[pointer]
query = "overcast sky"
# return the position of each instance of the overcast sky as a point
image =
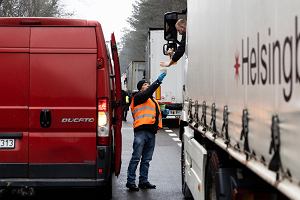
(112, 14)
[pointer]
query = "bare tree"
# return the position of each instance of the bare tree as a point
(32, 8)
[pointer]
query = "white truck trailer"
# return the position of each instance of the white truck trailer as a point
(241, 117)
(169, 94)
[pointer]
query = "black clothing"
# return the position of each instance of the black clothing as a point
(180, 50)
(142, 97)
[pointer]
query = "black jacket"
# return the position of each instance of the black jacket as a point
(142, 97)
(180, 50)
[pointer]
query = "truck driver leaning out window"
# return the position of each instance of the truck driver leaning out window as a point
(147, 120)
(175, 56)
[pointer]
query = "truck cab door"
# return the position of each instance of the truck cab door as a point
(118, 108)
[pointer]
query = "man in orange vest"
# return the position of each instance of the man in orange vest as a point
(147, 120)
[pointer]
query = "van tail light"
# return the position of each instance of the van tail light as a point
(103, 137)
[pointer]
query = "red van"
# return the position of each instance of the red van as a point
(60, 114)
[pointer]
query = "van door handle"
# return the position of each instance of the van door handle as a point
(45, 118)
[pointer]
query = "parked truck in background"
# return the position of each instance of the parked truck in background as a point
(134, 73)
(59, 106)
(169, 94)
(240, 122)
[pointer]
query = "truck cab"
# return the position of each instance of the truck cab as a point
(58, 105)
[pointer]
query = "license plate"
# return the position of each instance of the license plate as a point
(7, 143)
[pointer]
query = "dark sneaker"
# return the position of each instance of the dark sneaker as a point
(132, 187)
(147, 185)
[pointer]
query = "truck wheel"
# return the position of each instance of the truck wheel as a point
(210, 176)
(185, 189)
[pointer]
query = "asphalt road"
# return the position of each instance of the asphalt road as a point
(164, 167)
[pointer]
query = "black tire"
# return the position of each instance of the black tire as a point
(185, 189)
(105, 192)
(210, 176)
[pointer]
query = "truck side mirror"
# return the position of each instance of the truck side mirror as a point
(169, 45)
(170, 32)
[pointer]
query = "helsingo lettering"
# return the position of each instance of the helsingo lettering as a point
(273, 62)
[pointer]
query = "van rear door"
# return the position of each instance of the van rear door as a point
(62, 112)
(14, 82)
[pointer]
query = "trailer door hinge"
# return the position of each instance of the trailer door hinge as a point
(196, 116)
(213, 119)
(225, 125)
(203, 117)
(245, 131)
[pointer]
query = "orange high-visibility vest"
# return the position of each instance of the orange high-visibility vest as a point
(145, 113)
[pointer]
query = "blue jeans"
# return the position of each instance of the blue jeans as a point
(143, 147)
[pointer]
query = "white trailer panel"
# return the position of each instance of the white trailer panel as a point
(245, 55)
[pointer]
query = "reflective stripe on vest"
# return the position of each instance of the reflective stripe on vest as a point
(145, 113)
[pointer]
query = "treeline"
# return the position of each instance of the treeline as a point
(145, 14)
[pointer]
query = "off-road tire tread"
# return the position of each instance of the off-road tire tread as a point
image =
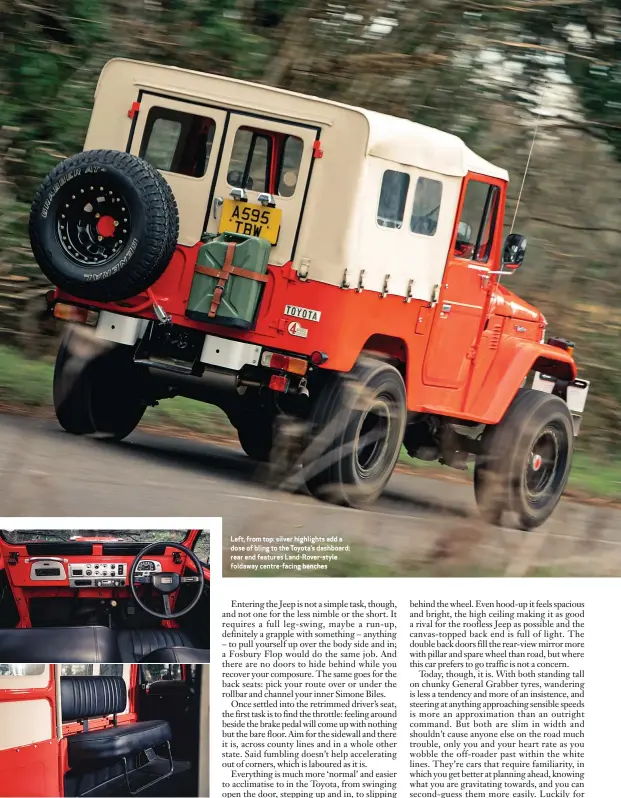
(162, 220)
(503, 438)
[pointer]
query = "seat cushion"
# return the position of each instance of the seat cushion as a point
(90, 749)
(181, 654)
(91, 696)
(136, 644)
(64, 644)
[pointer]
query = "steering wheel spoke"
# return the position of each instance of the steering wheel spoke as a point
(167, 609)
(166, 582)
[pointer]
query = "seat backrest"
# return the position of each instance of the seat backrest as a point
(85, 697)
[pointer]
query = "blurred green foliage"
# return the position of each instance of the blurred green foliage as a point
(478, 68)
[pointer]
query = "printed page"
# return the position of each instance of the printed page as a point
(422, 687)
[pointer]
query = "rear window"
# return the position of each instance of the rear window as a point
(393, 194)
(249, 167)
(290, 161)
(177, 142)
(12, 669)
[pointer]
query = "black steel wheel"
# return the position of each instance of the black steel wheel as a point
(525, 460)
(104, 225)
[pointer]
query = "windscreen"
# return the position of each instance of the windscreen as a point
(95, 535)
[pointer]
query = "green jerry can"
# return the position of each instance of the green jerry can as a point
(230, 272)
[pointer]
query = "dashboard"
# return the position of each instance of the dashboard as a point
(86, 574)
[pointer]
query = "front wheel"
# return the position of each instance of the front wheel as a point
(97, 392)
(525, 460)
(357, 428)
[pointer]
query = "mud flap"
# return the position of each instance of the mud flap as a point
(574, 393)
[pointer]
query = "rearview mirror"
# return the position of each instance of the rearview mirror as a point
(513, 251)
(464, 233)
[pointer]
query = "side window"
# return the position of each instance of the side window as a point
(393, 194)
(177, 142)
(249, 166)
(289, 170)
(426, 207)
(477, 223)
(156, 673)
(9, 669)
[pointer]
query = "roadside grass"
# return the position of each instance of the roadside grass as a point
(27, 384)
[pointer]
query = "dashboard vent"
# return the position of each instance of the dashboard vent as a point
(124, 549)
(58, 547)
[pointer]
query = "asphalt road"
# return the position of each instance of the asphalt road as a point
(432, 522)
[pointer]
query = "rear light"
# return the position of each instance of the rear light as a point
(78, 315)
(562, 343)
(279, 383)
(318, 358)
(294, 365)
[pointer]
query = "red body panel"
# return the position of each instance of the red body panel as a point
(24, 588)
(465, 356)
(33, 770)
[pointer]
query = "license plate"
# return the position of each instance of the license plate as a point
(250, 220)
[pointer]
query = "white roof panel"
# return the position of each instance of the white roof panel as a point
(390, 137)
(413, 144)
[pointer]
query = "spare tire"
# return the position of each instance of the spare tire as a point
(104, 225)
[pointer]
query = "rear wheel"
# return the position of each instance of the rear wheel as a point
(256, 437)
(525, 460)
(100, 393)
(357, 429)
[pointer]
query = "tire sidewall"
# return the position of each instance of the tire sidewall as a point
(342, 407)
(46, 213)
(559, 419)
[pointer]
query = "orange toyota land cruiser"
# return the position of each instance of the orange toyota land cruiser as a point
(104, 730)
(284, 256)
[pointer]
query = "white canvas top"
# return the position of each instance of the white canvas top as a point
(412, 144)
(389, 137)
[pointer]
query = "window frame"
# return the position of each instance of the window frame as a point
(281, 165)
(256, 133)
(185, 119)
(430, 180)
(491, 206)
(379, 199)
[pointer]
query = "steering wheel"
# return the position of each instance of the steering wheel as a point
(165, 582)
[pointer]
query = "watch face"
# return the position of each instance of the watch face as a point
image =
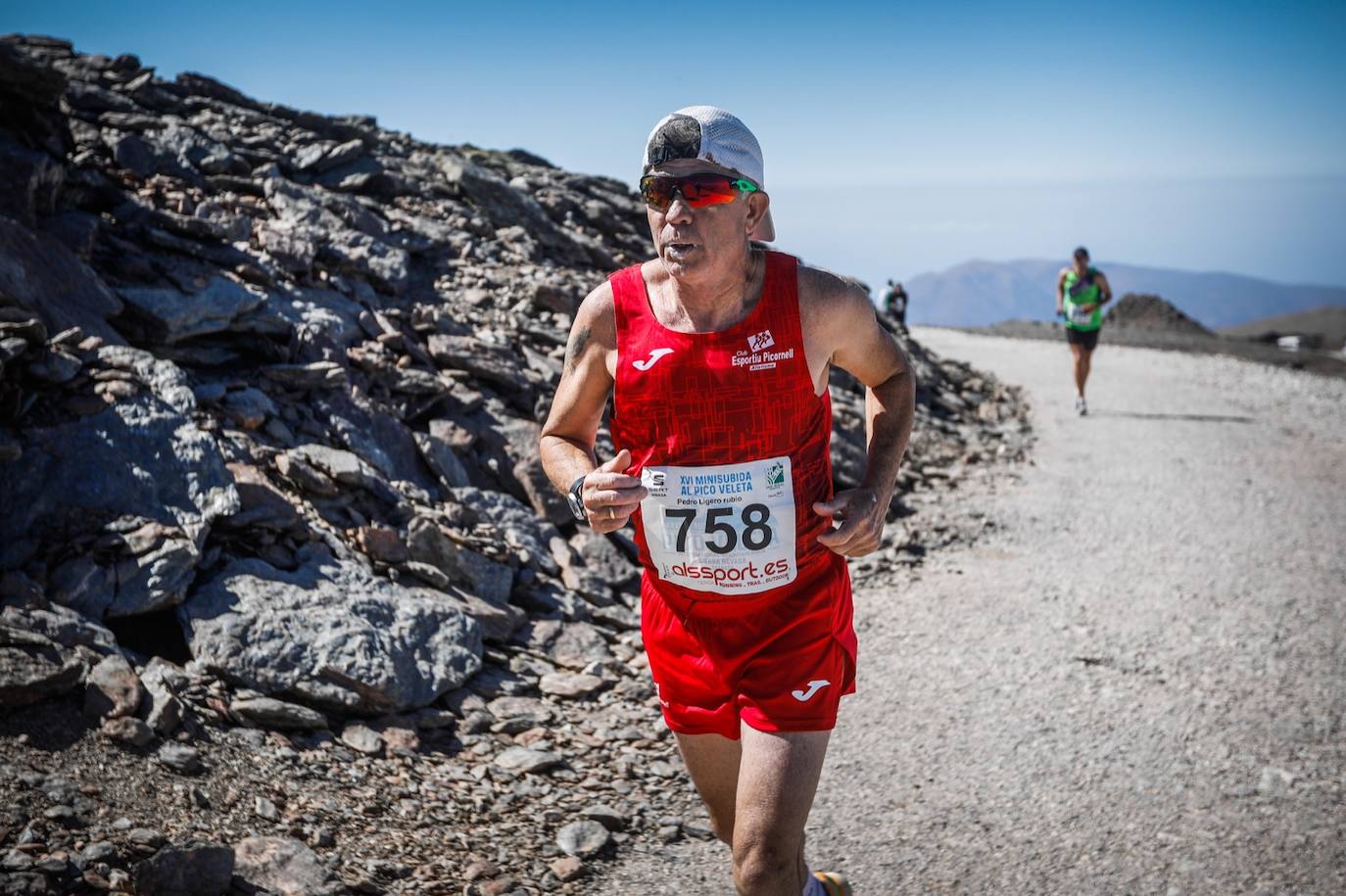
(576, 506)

...

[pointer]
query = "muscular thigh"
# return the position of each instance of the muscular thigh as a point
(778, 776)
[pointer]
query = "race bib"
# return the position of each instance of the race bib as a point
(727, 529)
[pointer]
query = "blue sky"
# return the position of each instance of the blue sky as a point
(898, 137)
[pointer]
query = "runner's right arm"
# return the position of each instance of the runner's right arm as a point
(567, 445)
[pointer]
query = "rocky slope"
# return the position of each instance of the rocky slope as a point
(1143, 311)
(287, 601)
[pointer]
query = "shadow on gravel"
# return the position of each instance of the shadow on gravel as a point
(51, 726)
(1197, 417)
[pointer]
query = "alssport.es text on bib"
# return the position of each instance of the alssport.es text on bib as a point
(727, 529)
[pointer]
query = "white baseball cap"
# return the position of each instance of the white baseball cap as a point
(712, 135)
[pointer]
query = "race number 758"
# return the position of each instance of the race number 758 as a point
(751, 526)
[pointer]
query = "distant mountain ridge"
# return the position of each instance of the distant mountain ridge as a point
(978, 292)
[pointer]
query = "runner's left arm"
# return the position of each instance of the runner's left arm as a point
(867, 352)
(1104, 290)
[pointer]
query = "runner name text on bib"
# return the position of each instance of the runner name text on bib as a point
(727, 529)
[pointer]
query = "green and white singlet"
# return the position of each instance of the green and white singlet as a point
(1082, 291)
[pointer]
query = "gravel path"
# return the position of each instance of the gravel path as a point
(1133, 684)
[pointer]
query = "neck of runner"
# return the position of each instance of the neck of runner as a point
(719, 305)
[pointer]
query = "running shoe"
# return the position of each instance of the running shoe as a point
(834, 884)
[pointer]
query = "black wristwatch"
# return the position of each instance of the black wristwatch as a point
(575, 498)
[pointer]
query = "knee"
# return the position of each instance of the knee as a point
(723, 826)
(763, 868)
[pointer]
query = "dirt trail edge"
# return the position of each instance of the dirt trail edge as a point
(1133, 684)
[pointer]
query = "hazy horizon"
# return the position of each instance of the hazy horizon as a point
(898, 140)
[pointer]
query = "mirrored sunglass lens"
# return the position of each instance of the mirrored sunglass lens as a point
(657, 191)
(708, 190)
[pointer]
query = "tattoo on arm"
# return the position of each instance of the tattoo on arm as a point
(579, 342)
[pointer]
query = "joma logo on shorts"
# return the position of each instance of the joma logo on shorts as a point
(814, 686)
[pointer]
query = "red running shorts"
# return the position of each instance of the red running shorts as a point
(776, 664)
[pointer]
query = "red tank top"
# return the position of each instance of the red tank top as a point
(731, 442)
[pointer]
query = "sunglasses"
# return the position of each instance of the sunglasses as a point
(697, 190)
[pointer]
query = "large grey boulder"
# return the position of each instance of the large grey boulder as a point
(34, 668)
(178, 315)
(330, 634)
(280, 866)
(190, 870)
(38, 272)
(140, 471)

WHAT IS REQUIRED:
Pull out every line of the records above that contains the word "ridge".

THE SOLUTION:
query = "distant mountain ridge"
# return the position of each instance of the distant mountain ridge as a point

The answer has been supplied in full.